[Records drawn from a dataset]
···

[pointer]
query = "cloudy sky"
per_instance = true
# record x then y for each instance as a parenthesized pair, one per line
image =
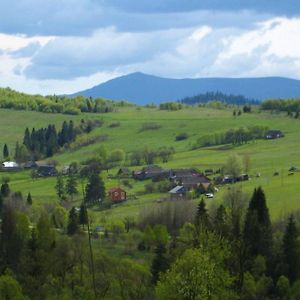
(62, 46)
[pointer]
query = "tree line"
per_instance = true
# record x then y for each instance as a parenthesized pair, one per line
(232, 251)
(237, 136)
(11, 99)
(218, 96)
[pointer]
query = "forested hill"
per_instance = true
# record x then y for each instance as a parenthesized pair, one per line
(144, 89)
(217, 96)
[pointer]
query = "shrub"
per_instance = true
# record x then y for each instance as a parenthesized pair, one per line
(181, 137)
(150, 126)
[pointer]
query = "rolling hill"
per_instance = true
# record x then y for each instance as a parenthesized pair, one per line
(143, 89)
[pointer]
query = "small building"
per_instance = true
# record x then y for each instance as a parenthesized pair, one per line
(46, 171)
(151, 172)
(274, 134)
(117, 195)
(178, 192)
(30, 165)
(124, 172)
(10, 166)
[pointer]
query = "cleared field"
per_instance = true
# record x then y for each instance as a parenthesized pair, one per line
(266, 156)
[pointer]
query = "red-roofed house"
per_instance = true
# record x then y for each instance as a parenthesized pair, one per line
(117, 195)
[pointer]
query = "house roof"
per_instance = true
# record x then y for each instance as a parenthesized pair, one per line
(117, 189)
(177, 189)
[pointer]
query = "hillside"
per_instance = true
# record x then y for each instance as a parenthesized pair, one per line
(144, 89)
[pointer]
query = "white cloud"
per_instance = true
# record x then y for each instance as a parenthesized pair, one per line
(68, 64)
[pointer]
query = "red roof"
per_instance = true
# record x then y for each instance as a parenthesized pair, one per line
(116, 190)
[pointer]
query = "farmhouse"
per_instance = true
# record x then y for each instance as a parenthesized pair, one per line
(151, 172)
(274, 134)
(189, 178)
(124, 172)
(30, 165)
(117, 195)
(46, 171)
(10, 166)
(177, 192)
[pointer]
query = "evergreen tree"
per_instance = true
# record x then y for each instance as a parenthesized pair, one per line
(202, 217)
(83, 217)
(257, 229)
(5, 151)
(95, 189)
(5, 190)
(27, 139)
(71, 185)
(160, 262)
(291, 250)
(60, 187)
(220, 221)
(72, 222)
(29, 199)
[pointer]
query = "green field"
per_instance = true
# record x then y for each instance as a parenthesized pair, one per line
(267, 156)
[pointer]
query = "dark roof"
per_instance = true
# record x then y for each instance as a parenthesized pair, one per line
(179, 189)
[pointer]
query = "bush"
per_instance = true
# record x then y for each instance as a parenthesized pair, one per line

···

→ **Your goal**: In the entries above, find each line with the word "field" and show it.

→ **Result**:
query = "cleared field"
query = "green field"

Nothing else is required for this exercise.